- _DIRECTIONS_: Only lines containing "crane" are wanted from the data below. Copy those lines.

- _MATERIAL FOR THIS TASK_:
_____
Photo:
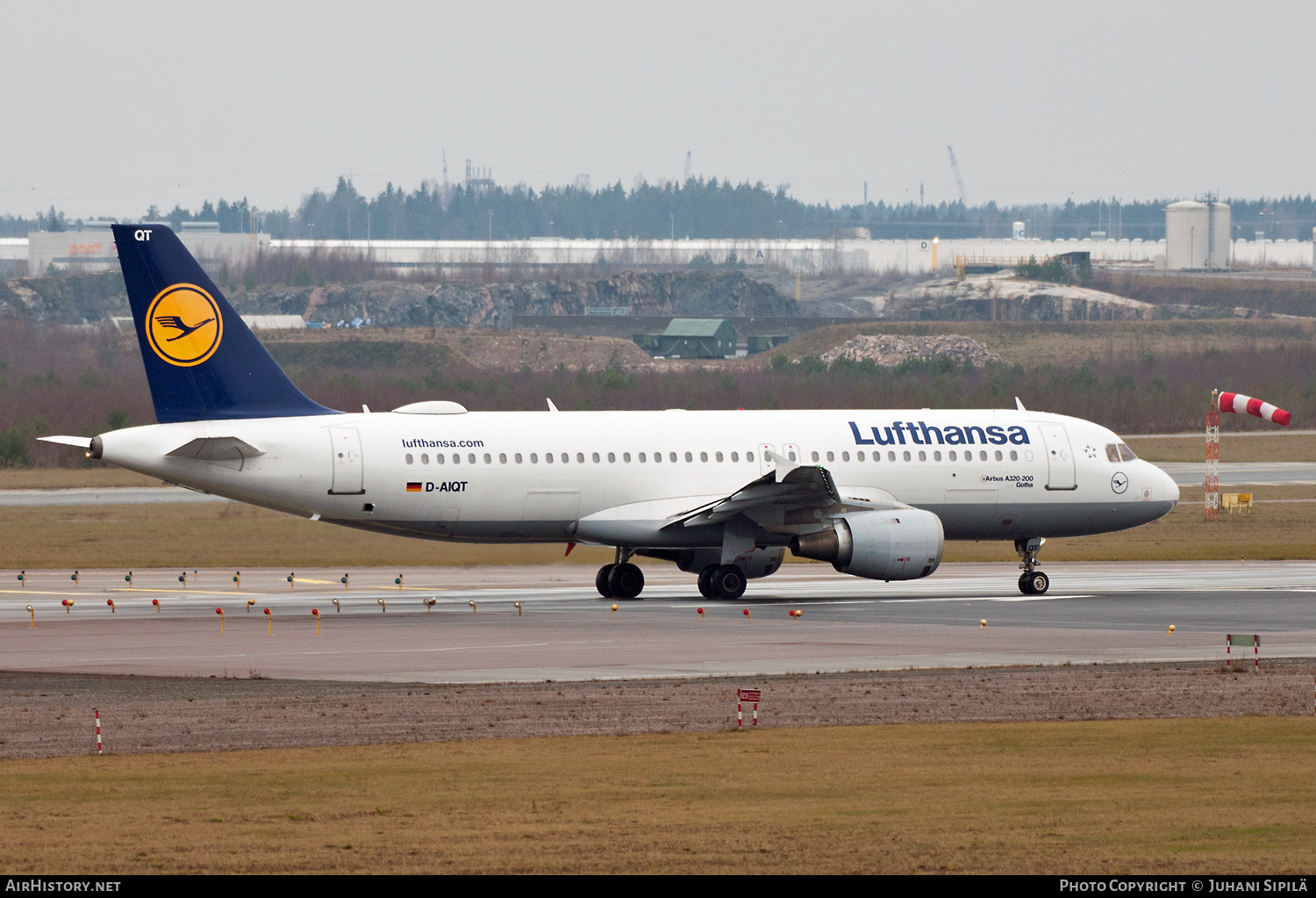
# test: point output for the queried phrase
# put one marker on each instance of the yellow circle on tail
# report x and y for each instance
_____
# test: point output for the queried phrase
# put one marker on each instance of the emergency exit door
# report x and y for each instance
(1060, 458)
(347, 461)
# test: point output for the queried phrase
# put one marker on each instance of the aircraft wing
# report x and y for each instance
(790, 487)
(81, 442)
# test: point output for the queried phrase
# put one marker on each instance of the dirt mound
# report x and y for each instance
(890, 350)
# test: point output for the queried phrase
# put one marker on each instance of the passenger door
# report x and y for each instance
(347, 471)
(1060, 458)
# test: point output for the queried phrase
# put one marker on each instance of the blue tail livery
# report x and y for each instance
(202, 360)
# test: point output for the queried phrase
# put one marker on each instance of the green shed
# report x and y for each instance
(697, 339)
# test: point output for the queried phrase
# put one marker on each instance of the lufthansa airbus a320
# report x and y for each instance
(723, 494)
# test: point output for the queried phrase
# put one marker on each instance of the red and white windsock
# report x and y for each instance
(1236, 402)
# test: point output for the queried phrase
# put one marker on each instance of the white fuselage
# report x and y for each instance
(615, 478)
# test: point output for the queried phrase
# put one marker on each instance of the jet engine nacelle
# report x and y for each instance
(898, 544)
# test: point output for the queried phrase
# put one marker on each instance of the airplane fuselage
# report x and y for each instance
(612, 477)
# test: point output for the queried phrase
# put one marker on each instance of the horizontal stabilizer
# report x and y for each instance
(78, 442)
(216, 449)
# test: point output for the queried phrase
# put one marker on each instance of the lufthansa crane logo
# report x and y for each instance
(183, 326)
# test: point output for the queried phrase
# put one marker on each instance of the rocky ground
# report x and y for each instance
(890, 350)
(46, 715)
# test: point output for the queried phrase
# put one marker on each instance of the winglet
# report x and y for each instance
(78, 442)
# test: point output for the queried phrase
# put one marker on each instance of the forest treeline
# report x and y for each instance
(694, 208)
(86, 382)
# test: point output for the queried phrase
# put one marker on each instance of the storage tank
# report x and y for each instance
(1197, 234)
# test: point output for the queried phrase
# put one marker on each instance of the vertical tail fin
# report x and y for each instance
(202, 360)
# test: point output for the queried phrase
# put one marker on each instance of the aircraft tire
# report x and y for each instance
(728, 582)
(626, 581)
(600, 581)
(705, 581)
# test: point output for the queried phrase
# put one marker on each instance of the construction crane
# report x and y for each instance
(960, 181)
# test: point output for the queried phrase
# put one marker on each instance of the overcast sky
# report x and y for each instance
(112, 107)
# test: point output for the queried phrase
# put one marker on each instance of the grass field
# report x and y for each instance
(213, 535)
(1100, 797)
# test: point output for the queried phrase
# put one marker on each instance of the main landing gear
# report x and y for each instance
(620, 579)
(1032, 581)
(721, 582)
_____
- _RESPONSE_:
# put one marker on each instance of the lufthansa crane logo
# put one marker on each instance of the construction crane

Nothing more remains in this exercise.